● **Esercizio scritto 1**: Riporta dall'intervista a Giorgetti il tratto che va da "Il Carroccio, secondo" fino a "guida questo percorso?".
● **Esercizio scritto 2**: Nell'intervista a Giorgetti, perché le regionali sono un passaggio fondamentale per la Lega? Rispondi in una, due o tre frasi.
● **Esercizio scritto 3**: Prosegui l'intervista a Giorgetti a partire dall'ultima domanda riportata.

#### Estratto del testo

Il vicesegretario: «Io il Tatarella della Lega? È un complimento»

Venerdì 18 Settembre 2020, 13:13

Onorevole Giancarlo Giorgetti, vicesegretario della Lega e responsabile Esteri, quale sfida rappresentano le regionali pugliesi per il partito, prima forza della coalizione alle ultime Europee?
«Le regionali sono un voto di radicamento. Per la Lega, che punta sul rapporto con la propria terra e che rappresenta le istanze che vengono dal basso, è un passaggio fondamentale. Sentiamo l’affetto della gente, le piazze stracolme per le manifestazioni di Salvini lo dimostrano e ci hanno anche sorpreso».

Come interpreterete questa sintonia popolare?
«Con una politica responsabile, nell’esclusivo interesse nei pugliesi».

Il Carroccio, secondo alcune letture, fa il pieno nelle periferie. In questa campagna elettorale avete scelto di dialogare con il mondo produttivo e industriale. Quale visione guida questo percorso?

########
#### Righe estratte

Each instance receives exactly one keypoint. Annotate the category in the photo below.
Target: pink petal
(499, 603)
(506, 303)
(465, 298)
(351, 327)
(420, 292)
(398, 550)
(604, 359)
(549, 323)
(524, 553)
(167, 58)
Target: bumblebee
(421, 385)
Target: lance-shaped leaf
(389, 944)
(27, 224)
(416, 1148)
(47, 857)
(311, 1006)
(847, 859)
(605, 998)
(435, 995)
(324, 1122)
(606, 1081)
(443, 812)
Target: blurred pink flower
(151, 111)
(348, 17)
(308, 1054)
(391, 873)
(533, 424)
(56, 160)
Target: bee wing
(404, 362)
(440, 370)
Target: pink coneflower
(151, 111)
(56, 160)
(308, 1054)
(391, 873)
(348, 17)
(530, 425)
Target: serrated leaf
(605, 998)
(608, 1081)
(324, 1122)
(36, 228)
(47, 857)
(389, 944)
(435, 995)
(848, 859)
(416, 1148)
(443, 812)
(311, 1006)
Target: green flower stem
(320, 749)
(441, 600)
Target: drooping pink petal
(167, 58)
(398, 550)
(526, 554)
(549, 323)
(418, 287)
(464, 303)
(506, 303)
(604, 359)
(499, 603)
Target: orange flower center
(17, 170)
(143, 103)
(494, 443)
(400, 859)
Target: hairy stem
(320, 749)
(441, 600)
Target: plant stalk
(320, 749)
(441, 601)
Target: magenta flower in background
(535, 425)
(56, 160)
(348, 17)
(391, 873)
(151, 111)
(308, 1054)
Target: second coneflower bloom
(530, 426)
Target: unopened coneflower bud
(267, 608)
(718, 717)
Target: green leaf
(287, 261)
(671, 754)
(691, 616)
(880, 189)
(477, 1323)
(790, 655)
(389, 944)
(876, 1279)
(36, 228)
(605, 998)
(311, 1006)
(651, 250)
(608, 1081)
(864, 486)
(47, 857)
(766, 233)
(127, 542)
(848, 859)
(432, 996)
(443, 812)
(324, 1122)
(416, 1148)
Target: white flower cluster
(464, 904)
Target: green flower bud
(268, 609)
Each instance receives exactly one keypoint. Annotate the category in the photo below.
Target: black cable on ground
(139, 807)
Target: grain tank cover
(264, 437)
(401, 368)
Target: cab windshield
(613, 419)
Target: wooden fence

########

● **Risposta 1**:
Il Carroccio, secondo alcune letture, fa il pieno nelle periferie. In questa campagna elettorale avete scelto di dialogare con il mondo produttivo e industriale. Quale visione guida questo percorso?

● **Risposta 2**: Secondo Giorgetti le regionali sono un voto di radicamento. Per la Lega, che punta sul rapporto con la propria terra e rappresenta le istanze che vengono dal basso, sono quindi un passaggio fondamentale.

● **Risposta 3**:
«Non c’è sviluppo senza lavoro. E il lavoro non lo fanno le leggi e i decreti legge. E tendenzialmente non lo fa lo Stato. Il lavoro lo fanno gli imprenditori, coloro che in qualche modo rischiano mettendosi in gioco, le partite Iva, le nuove partite Iva dei giovani e coloro che non dovrebbero essere scoraggiati dalla burocrazia. Lo sviluppo nasce dal lavoro e il lavoro nasce dall’iniziativa individuale, non da Mamma-Stato».

Il dossier ex Ilva?
«Ascoltiamo roboanti dichiarazioni rispetto alla svolta verde. L’acciaio è strategico e ci vuole una visione sistemica. Se si decidesse davvero di fare il ponte sullo Stretto in acciaio, l’ex Ilva lavorerebbe cinque anni solo per questa grande opera. Lo dico come provocazione. Gli interventi che deve fare lo Stato per garantire gli investimenti con chi c’è o chi ci vorrebbe essere, vanno calibrati in un quadro di lungo termine, non semplicemente con una sparata elettorale di questi tempi frequente. Il Recovery fund può aiutare, ma con le idee chiare sulla proiezione futura».

Il caso Banca Popolare di Bari. Emiliano ipotizza l’ingresso della Regione nel capitale sociale dell’istituto. Che ne pensa?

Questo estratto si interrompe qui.